[Task goal] Convert only the lines from the one containing "Provide one point per instance of the glitter" through the one containing "353), (449, 127)]" into a JSON list of strings, with one string per line and blank lines omitted.

[Records supplied]
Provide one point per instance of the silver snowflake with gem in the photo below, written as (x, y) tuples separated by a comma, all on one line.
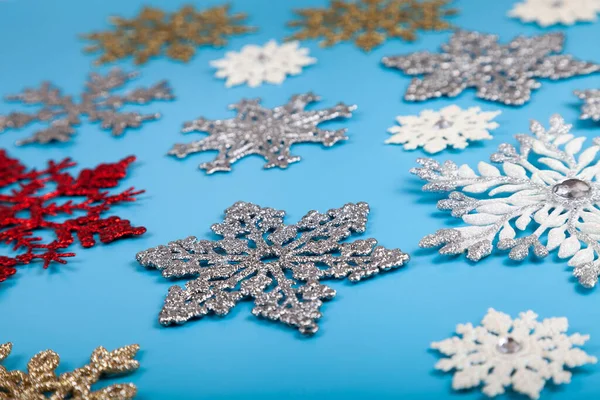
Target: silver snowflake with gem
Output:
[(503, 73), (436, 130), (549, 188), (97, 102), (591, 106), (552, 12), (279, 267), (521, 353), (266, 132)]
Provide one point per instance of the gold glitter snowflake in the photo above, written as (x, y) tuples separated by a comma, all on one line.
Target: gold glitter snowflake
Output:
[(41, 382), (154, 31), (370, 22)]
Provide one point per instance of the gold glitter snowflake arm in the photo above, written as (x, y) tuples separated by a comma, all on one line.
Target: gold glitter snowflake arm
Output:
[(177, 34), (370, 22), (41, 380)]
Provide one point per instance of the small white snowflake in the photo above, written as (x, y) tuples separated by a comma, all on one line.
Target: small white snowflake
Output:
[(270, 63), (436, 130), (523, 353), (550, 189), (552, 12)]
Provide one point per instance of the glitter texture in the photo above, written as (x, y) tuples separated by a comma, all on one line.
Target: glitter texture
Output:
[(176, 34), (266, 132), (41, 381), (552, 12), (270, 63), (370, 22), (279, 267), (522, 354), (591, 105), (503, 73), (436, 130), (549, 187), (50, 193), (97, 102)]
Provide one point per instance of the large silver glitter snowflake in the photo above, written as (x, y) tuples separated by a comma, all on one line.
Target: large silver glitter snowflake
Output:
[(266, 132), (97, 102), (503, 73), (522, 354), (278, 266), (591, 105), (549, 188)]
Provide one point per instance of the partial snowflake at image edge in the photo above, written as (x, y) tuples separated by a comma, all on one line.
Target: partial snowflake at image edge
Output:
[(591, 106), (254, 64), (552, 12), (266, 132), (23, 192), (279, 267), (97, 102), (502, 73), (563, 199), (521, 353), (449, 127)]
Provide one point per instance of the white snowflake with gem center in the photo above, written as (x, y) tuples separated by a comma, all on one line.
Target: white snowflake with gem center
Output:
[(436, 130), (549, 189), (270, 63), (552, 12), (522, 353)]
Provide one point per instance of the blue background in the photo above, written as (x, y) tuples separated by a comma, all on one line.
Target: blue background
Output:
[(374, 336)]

[Problem solution]
[
  "Provide one point per instance of the glitter texture in the photo above, written as (x, y) tuples separated by a comma, all on one line.",
  "Target: glitter texture",
  "Output:",
  "[(176, 34), (266, 132), (41, 381), (552, 12), (270, 63), (370, 22), (279, 267), (522, 354), (591, 105), (503, 73), (436, 130), (549, 187), (50, 193), (97, 102)]",
  "Provide one point per instance of the large silver glitter snowflake in the photo above, written as (x, y) tuples separated by a comma, all on one line.",
  "Target: large silver glitter snowflake",
  "Output:",
  "[(266, 132), (97, 102), (503, 73), (522, 354), (278, 266), (591, 105), (549, 188)]",
  "Provide one point per instance of the partial snowflake at image edge in the photo above, written as (x, y) tuples separated by a comma, all on one line.",
  "Target: partial snowflake at image edge",
  "Output:",
  "[(591, 106), (254, 64), (552, 12), (266, 132), (23, 192), (279, 267), (97, 102), (502, 73), (563, 199), (521, 353), (449, 127)]"
]